-- Provided data follows --

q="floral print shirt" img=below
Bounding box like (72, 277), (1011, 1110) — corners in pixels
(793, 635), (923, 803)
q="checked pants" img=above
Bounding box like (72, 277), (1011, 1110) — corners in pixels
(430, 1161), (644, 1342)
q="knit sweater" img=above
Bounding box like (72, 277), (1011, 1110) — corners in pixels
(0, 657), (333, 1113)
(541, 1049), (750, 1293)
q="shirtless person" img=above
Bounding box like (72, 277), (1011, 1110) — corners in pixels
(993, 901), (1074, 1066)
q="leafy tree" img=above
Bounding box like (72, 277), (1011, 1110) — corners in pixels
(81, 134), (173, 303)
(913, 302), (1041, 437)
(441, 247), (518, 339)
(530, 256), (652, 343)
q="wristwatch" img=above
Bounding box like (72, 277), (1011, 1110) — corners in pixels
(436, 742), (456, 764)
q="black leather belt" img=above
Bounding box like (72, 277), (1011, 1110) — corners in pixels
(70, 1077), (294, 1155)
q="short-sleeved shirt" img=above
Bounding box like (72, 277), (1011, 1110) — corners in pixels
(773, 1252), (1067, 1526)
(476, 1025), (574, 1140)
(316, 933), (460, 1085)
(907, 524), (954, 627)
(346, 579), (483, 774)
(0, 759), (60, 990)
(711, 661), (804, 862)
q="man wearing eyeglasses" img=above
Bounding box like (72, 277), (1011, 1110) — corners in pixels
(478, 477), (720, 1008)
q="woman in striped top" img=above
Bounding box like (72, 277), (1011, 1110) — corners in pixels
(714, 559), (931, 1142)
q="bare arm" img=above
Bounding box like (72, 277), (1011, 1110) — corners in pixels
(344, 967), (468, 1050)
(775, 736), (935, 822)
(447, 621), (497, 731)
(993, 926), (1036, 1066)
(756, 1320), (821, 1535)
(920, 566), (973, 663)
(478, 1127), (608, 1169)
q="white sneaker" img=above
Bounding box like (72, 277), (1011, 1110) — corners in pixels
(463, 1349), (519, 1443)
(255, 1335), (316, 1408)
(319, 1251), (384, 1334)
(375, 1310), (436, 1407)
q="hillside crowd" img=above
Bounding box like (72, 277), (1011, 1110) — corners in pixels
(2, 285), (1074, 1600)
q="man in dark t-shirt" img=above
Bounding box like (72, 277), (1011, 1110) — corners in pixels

-- Provided data concluded --

» Activity:
Type the records out again. Match them exactly.

» Answer section:
q="floral print shirt" img=below
Bounding box like (72, 277), (1011, 1110) — corners in pixels
(793, 635), (923, 803)
q="checked pants" img=above
Bounding box like (72, 277), (1011, 1110) — corners in pixels
(430, 1161), (644, 1342)
q="knit sweater" img=above
Bounding box like (72, 277), (1011, 1110) — corners in pixels
(0, 657), (333, 1113)
(541, 1049), (750, 1293)
q="shirtless person" img=above
Bounding box like (72, 277), (1011, 1110) — corners in pixels
(993, 901), (1074, 1066)
q="leafy tree" img=above
Bounding box like (72, 277), (1011, 1110) — corners in pixels
(81, 134), (173, 303)
(913, 302), (1041, 437)
(441, 247), (518, 339)
(530, 256), (652, 343)
q="wristwatch" img=above
Bounding box like (72, 277), (1011, 1110) — corners in pixels
(436, 742), (456, 764)
q="black leather belt" img=above
Bounding box like (72, 277), (1011, 1110) — corners in pixels
(70, 1077), (294, 1155)
q="short-sleeved shirt" img=above
Bounding box like (72, 277), (1011, 1110) — corners in pixels
(773, 1252), (1067, 1526)
(476, 1025), (574, 1140)
(316, 933), (460, 1085)
(907, 524), (954, 627)
(346, 579), (483, 774)
(0, 759), (60, 990)
(711, 661), (804, 862)
q="man wearing eyeglasses" img=above
Bounding box like (72, 277), (1011, 1110) — corners in pixels
(478, 477), (720, 1008)
q="woman in striped top" img=above
Bounding box like (72, 277), (1011, 1110) — corners in pixels
(714, 559), (931, 1142)
q="bare arm" img=above
Bounding box like (72, 277), (1011, 1110) — corners in pixels
(344, 967), (468, 1050)
(775, 736), (935, 822)
(447, 621), (497, 731)
(993, 926), (1036, 1066)
(756, 1320), (821, 1535)
(920, 566), (973, 663)
(478, 1127), (608, 1169)
q="white sneaker" img=above
Bounding box like (72, 277), (1011, 1110) — corners in pixels
(463, 1349), (519, 1443)
(255, 1335), (316, 1408)
(319, 1251), (384, 1334)
(375, 1310), (436, 1407)
q="hillside crowd" img=above
Bounding box like (72, 277), (1011, 1110) — corners in pixels
(2, 285), (1074, 1600)
q="man in dark t-shirt" img=above
Bounding box like (72, 277), (1011, 1110) — corners in pixels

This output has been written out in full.